_WORK REQUIRED_
Your task is to copy each line in the listing that includes the word "clerical".

_RECORDS SHOWN_
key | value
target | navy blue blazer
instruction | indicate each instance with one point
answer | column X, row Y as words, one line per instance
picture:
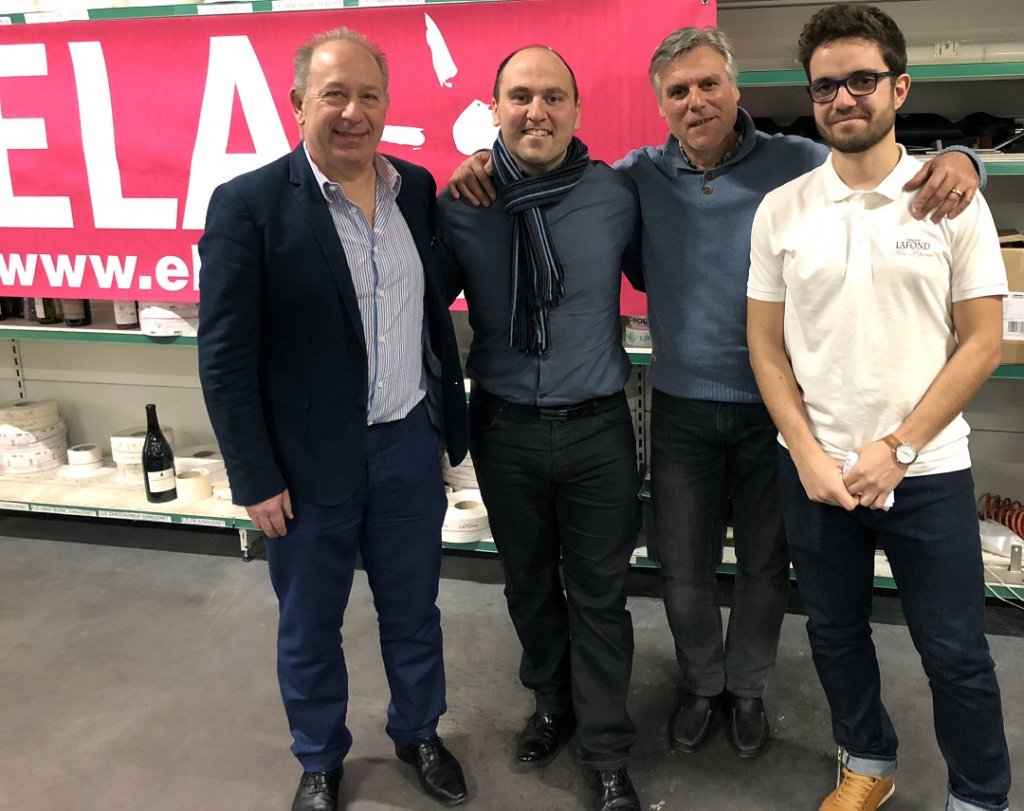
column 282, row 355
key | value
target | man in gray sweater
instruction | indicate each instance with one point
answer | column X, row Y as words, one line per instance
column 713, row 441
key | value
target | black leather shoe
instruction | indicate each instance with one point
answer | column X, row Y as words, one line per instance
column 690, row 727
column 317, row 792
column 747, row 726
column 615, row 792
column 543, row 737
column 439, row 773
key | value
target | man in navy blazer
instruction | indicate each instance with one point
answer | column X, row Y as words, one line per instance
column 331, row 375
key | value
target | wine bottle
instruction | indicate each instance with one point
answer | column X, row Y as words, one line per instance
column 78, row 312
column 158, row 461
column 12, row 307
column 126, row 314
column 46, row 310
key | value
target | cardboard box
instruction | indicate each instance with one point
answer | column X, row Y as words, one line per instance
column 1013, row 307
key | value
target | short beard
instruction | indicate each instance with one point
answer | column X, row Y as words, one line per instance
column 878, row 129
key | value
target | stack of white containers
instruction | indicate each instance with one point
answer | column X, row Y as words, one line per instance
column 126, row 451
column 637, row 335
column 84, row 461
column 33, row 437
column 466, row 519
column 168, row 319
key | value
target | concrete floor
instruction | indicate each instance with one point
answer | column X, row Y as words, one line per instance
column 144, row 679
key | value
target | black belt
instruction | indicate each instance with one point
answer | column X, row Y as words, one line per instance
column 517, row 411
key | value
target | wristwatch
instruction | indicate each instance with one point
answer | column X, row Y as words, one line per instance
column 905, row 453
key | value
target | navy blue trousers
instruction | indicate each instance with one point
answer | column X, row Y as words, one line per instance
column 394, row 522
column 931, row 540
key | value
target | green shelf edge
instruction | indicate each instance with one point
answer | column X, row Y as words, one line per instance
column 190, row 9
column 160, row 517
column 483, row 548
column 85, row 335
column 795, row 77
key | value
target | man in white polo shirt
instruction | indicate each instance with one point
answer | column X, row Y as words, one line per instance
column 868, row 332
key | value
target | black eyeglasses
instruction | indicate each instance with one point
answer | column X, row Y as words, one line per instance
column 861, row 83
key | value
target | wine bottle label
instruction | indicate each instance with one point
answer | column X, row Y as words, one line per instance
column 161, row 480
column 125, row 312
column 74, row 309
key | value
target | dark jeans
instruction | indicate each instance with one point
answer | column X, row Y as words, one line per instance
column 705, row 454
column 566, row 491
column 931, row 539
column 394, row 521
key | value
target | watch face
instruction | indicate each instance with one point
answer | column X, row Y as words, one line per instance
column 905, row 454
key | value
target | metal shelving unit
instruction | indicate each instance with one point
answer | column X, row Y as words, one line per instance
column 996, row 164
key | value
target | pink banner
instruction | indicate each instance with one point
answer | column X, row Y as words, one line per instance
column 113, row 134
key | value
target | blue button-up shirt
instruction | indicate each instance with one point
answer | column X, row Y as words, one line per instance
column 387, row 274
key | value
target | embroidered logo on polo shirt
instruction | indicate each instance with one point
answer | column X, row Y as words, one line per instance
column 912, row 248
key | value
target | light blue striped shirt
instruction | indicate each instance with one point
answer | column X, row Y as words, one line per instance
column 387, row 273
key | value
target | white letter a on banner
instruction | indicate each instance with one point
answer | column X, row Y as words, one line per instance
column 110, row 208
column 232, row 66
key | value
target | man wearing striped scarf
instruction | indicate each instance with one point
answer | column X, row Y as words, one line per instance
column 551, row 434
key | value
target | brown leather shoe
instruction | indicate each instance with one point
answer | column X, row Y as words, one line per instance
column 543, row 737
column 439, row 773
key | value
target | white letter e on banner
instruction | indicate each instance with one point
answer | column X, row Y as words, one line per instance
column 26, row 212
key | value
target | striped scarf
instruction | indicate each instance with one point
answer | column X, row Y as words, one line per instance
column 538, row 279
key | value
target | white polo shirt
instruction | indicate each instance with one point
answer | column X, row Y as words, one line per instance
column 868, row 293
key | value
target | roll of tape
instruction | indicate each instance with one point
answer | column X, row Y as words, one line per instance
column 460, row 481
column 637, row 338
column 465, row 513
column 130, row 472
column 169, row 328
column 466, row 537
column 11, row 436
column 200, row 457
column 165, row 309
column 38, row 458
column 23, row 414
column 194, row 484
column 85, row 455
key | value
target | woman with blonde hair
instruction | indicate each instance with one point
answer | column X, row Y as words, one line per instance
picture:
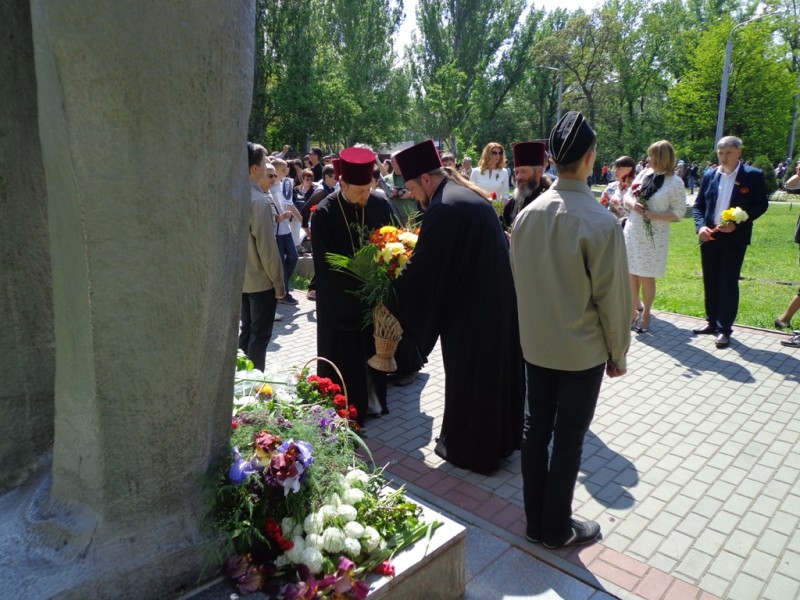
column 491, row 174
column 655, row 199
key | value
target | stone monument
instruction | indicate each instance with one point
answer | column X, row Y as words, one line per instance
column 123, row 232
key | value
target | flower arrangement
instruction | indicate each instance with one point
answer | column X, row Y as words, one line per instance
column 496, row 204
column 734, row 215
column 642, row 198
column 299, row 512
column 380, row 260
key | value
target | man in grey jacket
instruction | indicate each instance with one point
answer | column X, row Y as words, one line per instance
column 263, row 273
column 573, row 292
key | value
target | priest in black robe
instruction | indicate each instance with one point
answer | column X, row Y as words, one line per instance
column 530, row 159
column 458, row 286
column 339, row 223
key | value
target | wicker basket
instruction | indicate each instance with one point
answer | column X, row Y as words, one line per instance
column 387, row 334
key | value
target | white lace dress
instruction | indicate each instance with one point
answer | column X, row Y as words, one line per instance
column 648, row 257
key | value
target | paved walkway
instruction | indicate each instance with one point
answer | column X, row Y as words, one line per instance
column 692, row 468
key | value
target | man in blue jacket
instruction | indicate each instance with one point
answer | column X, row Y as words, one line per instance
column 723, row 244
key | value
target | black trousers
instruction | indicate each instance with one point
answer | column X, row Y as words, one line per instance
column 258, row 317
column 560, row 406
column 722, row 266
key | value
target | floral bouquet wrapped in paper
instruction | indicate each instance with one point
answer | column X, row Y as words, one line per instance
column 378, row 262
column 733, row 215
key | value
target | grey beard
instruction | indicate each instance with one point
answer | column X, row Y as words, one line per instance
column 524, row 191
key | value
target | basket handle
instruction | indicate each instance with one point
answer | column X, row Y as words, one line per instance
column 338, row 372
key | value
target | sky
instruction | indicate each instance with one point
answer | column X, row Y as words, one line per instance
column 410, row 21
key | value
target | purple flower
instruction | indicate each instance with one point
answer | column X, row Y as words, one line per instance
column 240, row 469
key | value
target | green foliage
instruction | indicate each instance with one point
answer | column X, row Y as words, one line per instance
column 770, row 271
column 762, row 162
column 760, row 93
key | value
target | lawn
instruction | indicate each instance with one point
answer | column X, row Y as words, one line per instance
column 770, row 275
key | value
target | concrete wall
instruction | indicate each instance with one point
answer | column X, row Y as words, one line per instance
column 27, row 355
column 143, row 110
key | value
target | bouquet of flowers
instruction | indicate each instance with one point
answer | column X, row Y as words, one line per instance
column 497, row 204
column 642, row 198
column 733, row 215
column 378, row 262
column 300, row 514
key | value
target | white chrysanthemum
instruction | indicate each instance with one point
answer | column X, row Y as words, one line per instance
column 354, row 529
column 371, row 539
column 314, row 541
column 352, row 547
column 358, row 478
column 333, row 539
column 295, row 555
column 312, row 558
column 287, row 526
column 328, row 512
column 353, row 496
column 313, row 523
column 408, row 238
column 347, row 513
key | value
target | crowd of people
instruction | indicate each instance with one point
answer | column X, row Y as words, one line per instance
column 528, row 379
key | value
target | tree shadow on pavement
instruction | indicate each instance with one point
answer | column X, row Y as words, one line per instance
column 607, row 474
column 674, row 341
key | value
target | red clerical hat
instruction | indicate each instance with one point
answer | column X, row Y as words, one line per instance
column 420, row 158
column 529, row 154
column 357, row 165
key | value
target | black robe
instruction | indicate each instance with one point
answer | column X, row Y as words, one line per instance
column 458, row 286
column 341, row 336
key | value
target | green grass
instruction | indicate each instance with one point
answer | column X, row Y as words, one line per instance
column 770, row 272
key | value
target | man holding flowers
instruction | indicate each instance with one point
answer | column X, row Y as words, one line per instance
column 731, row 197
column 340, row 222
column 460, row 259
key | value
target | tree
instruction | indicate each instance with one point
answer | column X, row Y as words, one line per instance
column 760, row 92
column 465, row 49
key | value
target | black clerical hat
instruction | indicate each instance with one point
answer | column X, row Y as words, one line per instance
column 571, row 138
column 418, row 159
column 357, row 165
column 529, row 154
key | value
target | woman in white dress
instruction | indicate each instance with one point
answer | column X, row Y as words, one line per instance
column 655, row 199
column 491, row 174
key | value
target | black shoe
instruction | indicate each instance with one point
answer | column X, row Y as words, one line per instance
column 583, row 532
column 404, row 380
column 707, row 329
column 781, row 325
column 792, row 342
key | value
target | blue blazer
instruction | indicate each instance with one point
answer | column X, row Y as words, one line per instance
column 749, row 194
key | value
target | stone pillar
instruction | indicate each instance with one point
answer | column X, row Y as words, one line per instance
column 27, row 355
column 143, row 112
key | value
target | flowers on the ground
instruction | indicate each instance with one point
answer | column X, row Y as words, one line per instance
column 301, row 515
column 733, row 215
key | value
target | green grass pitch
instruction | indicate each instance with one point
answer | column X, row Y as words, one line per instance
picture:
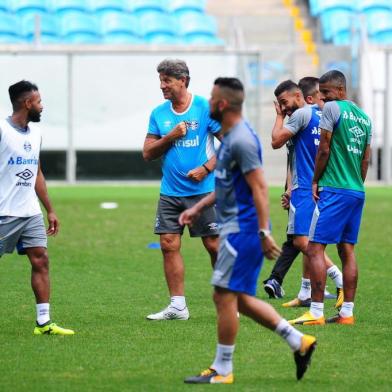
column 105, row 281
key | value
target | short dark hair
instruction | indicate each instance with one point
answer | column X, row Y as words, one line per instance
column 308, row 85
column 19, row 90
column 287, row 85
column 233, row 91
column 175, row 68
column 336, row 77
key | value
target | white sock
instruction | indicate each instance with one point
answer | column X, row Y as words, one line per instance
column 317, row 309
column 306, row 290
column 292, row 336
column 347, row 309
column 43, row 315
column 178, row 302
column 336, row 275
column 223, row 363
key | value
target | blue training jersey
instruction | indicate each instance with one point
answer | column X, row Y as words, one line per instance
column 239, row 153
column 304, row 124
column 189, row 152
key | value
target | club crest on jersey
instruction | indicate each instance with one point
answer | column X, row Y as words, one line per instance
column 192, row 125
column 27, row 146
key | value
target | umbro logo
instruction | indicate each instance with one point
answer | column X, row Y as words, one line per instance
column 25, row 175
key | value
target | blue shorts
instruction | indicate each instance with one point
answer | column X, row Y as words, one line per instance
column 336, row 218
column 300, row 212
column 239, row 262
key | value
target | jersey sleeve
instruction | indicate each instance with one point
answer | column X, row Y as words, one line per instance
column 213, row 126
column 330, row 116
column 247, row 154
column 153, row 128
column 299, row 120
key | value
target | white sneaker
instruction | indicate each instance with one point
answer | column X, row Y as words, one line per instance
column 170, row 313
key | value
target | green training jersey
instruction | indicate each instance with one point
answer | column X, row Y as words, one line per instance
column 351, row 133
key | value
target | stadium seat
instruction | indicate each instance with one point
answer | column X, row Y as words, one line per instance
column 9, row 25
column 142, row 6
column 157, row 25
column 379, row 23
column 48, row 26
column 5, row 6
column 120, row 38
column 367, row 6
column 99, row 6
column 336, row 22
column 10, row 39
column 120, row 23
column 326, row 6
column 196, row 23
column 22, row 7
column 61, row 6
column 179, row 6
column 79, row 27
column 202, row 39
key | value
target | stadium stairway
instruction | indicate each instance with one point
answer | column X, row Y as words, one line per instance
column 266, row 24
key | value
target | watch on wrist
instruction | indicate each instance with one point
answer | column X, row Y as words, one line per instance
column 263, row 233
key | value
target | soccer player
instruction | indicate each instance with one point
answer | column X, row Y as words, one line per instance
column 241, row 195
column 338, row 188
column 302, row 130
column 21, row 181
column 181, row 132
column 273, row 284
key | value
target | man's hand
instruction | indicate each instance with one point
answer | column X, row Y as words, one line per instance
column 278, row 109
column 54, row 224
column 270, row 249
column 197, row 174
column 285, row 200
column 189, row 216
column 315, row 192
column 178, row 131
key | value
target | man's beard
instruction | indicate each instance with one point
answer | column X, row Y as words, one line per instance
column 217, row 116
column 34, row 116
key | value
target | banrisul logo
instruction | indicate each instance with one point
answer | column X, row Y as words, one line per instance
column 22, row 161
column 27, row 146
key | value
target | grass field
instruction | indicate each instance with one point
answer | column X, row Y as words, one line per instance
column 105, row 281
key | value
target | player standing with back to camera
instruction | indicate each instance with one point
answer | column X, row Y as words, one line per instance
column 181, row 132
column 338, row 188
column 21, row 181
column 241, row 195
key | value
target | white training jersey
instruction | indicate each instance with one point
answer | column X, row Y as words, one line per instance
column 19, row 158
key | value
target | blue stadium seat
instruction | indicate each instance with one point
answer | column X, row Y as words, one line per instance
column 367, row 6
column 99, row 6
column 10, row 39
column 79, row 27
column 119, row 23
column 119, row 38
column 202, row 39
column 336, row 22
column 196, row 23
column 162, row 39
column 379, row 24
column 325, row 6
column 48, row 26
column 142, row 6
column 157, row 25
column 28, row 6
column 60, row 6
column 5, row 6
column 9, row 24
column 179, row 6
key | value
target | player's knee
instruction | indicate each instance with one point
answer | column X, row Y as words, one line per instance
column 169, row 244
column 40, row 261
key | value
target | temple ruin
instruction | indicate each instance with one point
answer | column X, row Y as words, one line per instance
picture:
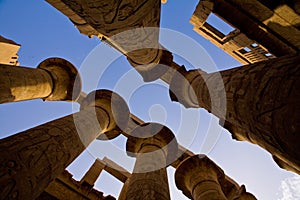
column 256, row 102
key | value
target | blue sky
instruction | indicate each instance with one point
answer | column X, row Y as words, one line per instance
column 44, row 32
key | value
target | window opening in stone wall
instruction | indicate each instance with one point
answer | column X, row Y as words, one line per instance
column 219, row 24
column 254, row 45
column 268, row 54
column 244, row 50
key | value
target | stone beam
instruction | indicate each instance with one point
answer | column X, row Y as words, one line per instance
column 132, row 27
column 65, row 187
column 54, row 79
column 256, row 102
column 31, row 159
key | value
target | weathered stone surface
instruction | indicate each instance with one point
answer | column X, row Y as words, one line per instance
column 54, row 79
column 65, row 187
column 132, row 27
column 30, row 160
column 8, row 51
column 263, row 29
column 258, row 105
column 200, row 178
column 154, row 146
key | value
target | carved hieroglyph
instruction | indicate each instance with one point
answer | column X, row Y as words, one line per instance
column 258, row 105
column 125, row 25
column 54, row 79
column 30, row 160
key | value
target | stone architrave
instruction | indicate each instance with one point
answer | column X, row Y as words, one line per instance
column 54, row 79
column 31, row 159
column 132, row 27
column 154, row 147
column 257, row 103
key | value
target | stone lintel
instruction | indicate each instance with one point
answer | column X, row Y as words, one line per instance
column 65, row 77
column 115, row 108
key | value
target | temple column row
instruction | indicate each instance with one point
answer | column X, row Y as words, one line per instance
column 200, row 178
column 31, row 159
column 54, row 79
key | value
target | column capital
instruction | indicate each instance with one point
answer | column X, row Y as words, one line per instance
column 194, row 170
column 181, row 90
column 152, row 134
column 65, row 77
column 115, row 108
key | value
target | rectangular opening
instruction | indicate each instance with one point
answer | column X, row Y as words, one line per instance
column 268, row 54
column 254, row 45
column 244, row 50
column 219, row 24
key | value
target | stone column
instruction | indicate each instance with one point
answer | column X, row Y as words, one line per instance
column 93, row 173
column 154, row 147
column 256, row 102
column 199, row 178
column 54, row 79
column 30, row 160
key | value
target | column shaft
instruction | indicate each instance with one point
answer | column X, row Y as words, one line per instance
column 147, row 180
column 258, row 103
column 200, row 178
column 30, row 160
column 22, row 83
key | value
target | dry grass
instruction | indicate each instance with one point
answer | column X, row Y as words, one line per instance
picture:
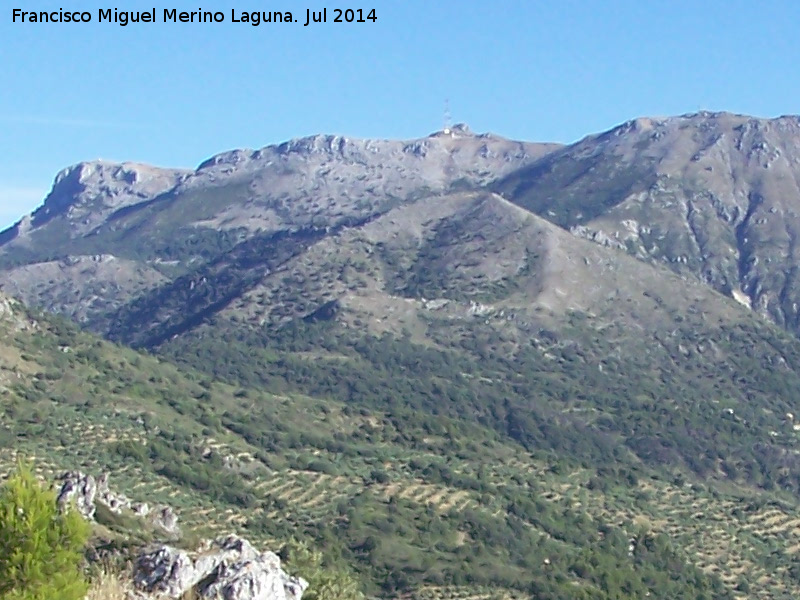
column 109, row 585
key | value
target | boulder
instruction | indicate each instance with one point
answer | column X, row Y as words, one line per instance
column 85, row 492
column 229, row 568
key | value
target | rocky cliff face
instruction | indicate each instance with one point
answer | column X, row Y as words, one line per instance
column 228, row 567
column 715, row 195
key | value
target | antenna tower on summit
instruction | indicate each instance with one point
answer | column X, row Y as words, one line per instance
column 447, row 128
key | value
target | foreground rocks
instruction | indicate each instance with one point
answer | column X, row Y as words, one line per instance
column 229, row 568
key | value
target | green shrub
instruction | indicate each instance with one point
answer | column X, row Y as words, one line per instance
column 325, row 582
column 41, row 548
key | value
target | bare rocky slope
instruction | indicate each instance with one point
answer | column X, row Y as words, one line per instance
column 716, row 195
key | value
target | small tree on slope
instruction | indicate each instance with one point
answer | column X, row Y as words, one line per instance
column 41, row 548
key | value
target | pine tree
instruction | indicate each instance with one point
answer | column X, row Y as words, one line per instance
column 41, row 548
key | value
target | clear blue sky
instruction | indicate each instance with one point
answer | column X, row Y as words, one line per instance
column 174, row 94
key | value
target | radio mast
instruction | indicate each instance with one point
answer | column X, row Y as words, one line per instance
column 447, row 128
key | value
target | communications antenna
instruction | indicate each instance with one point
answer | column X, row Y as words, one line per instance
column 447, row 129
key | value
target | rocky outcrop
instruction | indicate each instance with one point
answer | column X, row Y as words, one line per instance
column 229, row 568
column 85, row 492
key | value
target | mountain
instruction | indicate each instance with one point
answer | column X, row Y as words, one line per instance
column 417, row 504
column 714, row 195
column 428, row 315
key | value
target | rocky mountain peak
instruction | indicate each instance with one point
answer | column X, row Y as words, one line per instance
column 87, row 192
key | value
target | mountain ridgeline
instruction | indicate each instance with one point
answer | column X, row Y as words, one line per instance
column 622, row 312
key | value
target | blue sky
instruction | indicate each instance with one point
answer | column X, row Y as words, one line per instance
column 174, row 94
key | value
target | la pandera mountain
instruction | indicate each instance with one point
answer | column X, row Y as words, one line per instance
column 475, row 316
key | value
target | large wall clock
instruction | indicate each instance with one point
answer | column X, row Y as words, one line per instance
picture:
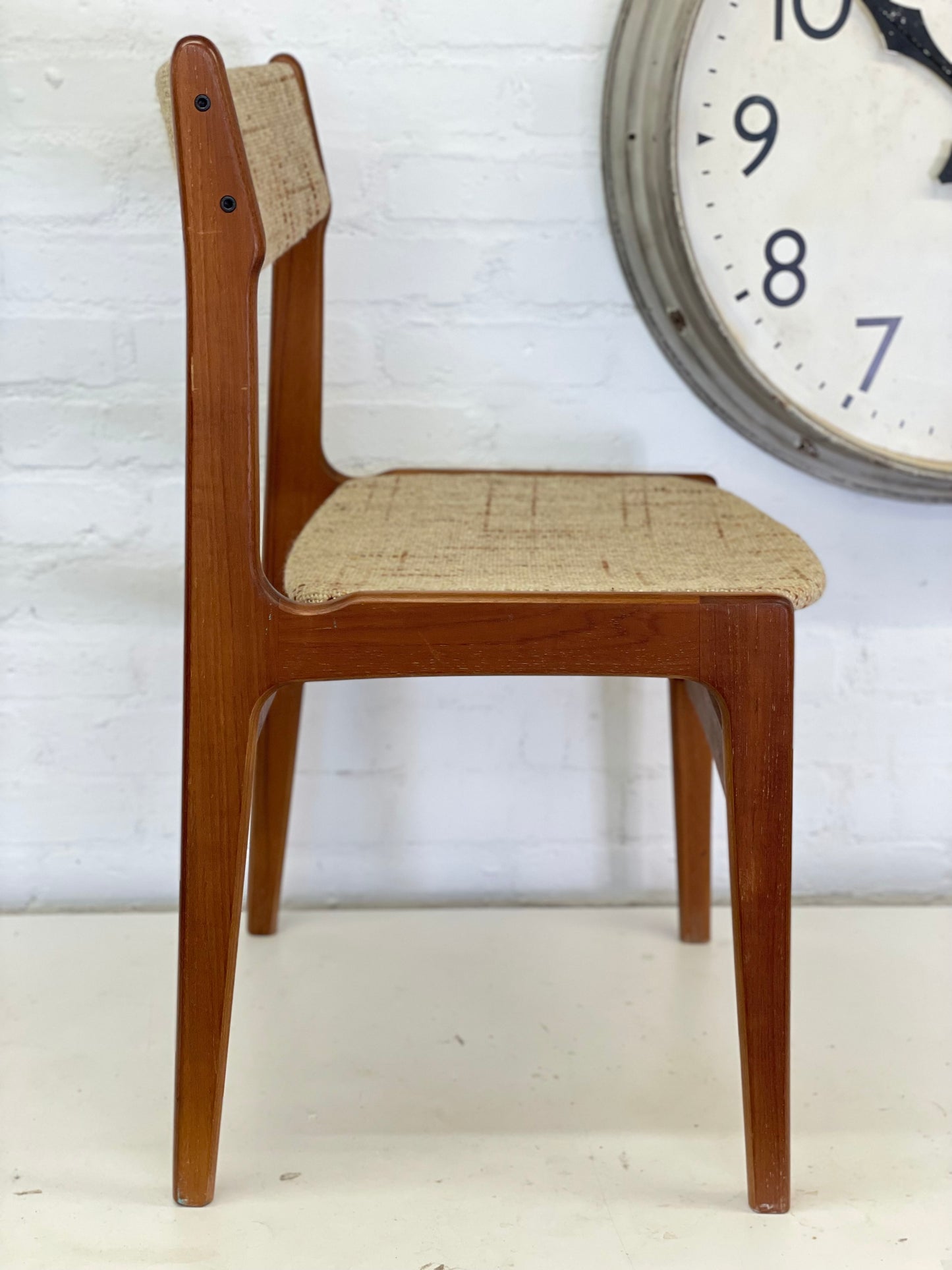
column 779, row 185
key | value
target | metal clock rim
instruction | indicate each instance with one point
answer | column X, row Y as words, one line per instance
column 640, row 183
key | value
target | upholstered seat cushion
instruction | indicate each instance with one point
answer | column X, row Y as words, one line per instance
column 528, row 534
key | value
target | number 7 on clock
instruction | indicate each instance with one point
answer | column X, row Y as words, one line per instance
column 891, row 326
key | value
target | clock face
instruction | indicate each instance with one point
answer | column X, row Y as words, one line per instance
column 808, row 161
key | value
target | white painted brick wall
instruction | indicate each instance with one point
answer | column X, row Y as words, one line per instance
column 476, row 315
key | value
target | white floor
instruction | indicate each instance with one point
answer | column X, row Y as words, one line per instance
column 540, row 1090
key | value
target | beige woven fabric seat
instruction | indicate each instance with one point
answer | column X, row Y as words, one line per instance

_EXPECTED ANSWER_
target | red clerical hat
target | black clerical hat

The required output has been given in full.